Objective →
Carry on the account of LaSalle High School's Class of 1977 from the point where it stops, in the same voice.

Source text →
The LaSalle High School Class of 1977 came togetherfor no other reason than our families lived within some imaginary boundary on a map drawn by a group of bureaucrats hidden in an office of the School Corporation building in downtown South Bend. They didn’t know us, our likes or dislikes. We were simply dots on a map.

We came from many different backgrounds: every nationality, religion, and skin color represented by the population of our county were included. At the time, LaSalle was noted as the most culturally diverse student population in the school district. We came from ten different grade schools which merged into four different Junior High Schools.

We first all met when we were put together in the old Central High School for our freshman year of high school. This school had history! Most of us had parents, aunts, uncles, even grandparents and beyond who attended high school in that building. For most of us, it never quite became home. Some of us were there since 7th grade and perhaps they had grown to feel at home, but it takes more than one year to feel like you belong somewhere.

Our early childhoods were spent in some very turbulent times. We started Kindergarten the fall after the assassination of JFK. Martin Luther King and RFK were killed around the end of our 3rd grade year. On the TVs of our childhood was constant coverage of the Viet Nam War and protests, for civil rights and anti-war. We had Woodstock, Kent State, Wounded Knee and Watergate as the sound track of our childhood. We weren’t strangers to dissension or racism. We saw religious war being waged in Ireland.

Location identification entries:
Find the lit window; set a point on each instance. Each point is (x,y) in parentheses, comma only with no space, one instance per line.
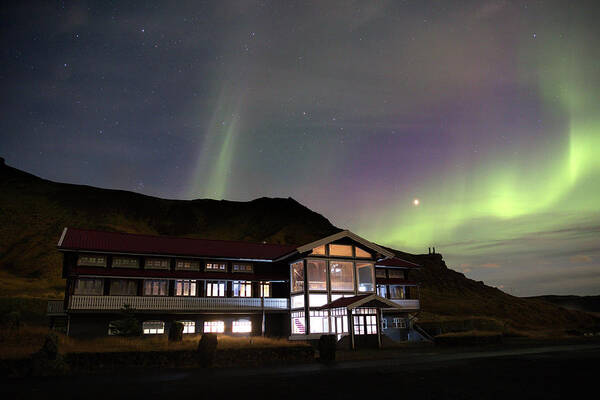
(125,262)
(342,275)
(214,326)
(123,287)
(297,276)
(317,300)
(89,286)
(397,292)
(298,322)
(364,272)
(153,327)
(342,250)
(155,287)
(187,265)
(298,301)
(360,253)
(156,263)
(399,323)
(241,326)
(242,289)
(317,274)
(319,251)
(265,289)
(319,322)
(242,267)
(185,288)
(91,261)
(215,289)
(216,267)
(189,326)
(396,273)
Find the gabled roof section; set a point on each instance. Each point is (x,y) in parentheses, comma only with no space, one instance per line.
(353,302)
(396,262)
(114,242)
(343,234)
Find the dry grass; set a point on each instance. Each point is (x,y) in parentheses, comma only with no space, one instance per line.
(28,340)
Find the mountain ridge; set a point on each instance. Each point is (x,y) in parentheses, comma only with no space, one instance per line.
(35,211)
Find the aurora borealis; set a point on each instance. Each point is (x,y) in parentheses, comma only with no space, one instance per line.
(488,112)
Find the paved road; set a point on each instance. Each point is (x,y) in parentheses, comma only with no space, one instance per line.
(552,372)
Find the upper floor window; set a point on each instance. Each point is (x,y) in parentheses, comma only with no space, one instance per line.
(242,267)
(216,267)
(91,261)
(297,271)
(123,287)
(242,289)
(396,273)
(317,274)
(341,275)
(156,287)
(342,250)
(89,286)
(125,262)
(319,251)
(185,287)
(265,289)
(360,253)
(187,265)
(215,289)
(157,263)
(364,273)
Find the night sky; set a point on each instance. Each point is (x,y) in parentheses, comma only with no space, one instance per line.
(487,112)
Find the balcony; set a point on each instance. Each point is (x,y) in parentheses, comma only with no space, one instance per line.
(408,304)
(189,304)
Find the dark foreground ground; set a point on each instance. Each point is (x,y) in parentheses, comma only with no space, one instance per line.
(538,372)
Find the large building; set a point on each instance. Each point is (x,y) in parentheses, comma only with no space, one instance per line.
(341,284)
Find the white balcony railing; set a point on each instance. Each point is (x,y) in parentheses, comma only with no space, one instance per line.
(142,303)
(408,304)
(55,308)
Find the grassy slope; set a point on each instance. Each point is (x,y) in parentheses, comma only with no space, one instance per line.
(34,211)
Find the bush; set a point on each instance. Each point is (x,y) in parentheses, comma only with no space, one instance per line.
(128,325)
(327,347)
(207,348)
(176,332)
(48,361)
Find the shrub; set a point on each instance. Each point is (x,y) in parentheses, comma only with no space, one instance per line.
(327,347)
(176,332)
(128,325)
(207,348)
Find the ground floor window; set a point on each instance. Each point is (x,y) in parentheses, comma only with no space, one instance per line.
(153,327)
(214,326)
(298,323)
(399,322)
(241,326)
(319,322)
(189,326)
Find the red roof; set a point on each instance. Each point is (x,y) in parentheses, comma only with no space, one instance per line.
(396,262)
(89,240)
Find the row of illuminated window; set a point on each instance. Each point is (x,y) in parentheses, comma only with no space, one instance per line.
(390,273)
(340,250)
(160,263)
(160,287)
(341,275)
(158,327)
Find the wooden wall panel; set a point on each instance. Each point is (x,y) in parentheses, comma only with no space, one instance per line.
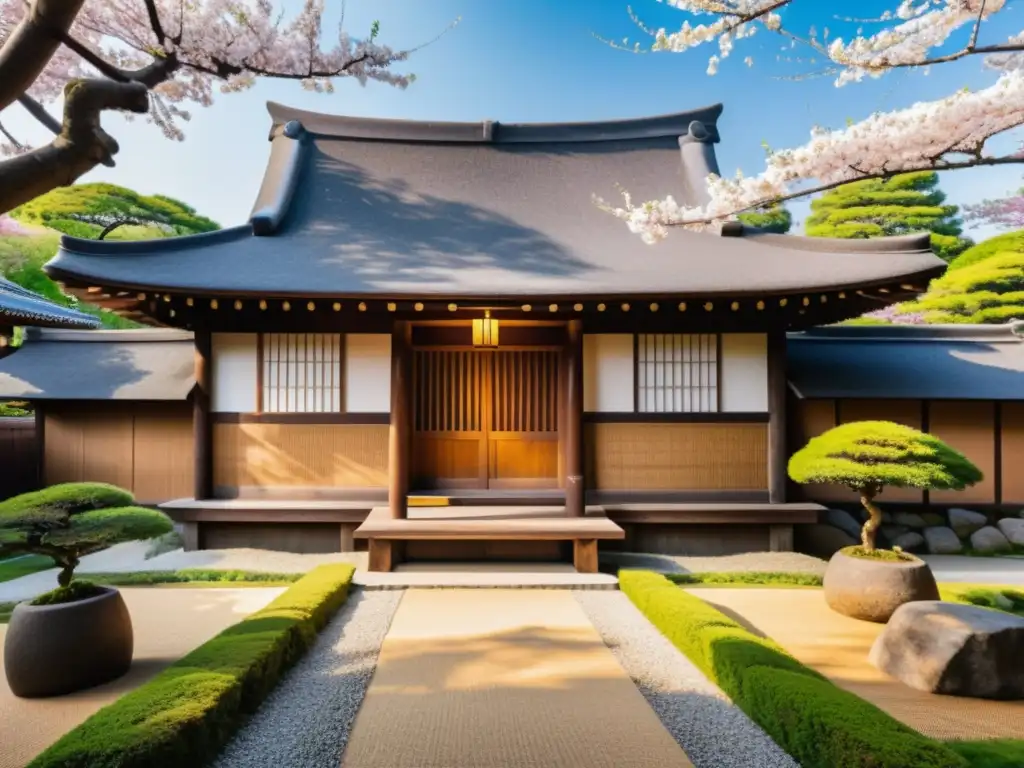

Response →
In September 1974 we strolled through the doors of what was to become our home. We were put together into a class that numbered about 500 people. We had our differences, but in spite of that, perhaps because of that, we did become a family. We saw on television, read in the newspaper, and in some cases heard from others that we shouldn’t trust “them” because “they” were different. Still we became a family. We didn’t see colors or religions, we saw, us. We saw that we were in this together. We were one.

Now, many years have passed since we graduated from the building that was the “Lions’ Den,” yet, the Class of ’77 is alive and well. We no longer have our building, teams, or the studies that bound us. In some cases we no longer have the friends who have since been laid to rest. We do, however, have our Class. We recently held our 35th Class Reunion. Once we were in that room together, the feelings of camaraderie returned. We were, once again, The Lions.

We had a very diverse group attend. For the most part, we looked more like the teachers that had helped mold us into the people we are than the students that we were. But in that room, there was more than the LHS Class of ’77, more than the Lions. There was a love permeating the room. We were surrounded by Family.

I wish love, good health and good fortune to all of my family, The LaSalle High School Class of 1977.